- _Work to complete_
Please give again, word for word, each line that falls between the line with "Given the image above, locate every flower center." and the end of the data, inclusive.

[Phrase grounding data]
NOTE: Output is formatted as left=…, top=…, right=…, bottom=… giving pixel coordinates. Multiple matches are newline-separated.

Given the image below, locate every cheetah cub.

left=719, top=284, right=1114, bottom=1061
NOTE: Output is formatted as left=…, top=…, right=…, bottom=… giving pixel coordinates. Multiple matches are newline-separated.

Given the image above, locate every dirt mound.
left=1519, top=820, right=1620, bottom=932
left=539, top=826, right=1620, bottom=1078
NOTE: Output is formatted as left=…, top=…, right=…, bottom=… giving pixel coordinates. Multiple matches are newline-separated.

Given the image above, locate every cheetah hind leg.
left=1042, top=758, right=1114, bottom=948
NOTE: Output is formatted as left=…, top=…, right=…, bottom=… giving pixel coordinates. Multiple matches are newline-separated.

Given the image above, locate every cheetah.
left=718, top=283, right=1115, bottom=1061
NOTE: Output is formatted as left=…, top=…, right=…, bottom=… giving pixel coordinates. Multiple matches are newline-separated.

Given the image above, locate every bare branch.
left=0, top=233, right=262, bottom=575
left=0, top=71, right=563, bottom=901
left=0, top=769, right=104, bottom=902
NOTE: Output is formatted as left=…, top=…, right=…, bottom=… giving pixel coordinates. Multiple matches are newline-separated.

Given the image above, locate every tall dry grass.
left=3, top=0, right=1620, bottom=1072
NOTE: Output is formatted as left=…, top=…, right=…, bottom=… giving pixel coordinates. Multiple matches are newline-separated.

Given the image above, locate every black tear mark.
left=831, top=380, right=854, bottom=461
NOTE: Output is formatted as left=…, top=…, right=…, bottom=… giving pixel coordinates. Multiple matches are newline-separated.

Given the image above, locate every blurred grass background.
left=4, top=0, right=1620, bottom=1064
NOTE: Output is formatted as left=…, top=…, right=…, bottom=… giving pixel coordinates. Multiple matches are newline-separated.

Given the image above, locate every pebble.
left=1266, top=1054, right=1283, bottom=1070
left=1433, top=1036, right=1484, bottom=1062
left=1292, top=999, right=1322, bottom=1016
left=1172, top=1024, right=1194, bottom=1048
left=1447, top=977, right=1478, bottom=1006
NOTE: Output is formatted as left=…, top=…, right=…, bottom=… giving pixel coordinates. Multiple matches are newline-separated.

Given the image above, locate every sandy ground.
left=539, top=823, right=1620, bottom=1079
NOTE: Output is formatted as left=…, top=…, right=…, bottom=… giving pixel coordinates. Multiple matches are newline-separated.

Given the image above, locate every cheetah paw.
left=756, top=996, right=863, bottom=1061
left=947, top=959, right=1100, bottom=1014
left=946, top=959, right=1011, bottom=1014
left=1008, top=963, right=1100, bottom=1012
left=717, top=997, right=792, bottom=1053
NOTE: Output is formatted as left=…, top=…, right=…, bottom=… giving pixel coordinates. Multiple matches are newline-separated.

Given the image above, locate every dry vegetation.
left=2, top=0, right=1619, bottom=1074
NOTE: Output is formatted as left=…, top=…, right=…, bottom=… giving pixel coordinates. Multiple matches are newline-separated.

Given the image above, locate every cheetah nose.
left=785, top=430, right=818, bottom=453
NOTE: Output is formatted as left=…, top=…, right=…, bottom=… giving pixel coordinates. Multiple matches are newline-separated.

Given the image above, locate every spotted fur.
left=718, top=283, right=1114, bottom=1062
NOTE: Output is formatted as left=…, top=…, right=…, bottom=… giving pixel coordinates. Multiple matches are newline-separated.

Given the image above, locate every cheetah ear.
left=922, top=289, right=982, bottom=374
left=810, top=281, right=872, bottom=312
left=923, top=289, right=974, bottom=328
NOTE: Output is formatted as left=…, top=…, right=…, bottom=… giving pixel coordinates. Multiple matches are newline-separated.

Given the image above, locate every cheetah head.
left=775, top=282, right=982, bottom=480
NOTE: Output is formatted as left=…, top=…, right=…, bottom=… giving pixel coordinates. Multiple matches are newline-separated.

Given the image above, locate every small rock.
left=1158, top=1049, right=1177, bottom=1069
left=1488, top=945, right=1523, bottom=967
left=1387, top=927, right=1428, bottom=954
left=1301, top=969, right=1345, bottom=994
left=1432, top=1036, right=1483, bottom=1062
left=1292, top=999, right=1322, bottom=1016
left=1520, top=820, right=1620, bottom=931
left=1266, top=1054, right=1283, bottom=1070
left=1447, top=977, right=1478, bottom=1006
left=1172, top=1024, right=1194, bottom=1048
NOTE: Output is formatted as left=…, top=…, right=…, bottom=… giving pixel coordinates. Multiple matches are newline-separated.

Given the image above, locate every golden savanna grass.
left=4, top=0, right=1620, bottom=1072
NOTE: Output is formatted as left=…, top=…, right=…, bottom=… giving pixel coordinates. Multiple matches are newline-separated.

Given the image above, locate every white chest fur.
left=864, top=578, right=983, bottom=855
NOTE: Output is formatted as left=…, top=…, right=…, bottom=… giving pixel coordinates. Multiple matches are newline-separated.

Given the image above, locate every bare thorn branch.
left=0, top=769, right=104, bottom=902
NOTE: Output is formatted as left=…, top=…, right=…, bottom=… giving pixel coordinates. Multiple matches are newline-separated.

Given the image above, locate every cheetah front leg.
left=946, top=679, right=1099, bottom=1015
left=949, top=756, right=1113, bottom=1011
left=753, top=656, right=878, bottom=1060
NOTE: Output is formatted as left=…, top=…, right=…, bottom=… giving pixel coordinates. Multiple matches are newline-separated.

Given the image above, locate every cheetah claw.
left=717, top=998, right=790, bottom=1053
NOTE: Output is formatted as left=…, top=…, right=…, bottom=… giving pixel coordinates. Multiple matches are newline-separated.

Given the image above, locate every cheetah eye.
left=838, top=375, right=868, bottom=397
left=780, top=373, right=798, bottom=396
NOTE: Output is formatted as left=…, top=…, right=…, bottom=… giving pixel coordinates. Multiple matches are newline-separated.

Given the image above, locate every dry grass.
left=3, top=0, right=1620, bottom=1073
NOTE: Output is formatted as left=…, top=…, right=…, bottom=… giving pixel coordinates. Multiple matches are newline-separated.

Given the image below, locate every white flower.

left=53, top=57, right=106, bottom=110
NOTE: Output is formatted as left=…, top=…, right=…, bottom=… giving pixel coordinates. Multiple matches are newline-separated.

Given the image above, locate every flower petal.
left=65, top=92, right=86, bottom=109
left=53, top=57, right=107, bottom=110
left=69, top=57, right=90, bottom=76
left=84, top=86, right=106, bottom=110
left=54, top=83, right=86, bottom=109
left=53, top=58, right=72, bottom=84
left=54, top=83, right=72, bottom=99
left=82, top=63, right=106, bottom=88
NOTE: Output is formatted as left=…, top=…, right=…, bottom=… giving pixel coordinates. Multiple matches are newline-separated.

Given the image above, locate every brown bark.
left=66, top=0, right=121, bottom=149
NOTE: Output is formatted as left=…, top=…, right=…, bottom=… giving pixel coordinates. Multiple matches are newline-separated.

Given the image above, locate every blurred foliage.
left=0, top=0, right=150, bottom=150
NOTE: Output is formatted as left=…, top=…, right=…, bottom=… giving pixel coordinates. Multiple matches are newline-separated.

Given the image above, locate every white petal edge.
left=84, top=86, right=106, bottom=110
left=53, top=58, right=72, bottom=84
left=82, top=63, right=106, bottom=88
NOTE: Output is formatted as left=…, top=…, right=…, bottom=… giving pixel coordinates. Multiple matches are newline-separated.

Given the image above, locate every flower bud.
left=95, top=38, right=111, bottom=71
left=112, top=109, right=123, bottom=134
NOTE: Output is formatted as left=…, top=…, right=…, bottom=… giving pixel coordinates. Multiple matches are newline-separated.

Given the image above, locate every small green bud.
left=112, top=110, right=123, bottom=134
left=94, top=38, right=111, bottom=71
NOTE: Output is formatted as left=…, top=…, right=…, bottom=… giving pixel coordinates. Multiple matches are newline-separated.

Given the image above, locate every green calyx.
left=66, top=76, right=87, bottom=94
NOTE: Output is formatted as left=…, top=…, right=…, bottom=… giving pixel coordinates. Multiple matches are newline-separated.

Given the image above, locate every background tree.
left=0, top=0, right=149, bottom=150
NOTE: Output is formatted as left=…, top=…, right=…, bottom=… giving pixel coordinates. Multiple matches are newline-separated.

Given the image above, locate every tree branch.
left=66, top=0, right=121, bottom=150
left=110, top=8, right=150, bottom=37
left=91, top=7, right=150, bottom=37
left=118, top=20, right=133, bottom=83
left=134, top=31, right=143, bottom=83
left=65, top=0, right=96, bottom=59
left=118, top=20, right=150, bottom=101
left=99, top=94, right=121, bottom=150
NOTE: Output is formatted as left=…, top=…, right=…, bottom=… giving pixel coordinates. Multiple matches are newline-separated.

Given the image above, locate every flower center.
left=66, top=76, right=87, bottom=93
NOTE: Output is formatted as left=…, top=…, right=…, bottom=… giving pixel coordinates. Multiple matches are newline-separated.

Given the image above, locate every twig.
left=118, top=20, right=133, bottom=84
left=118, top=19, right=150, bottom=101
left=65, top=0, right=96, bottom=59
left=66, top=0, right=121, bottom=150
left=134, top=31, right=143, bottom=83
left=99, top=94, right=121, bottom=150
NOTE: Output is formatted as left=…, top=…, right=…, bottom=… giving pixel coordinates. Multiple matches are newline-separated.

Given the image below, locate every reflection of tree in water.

- _Task output_
Given the image above, locate every flower center.
left=66, top=76, right=87, bottom=93
NOTE: Output is formatted as left=…, top=…, right=…, bottom=… giving pixel coordinates. Multiple matches are newline-separated.

Given the image above, locate every twig.
left=118, top=20, right=133, bottom=84
left=118, top=19, right=150, bottom=101
left=65, top=0, right=96, bottom=59
left=66, top=0, right=121, bottom=150
left=134, top=31, right=143, bottom=83
left=99, top=94, right=121, bottom=150
NOTE: Output is formatted as left=…, top=…, right=…, bottom=… giving pixel coordinates. Multiple matches are newline-separated.

Given the image below, locate every reflection of tree in water.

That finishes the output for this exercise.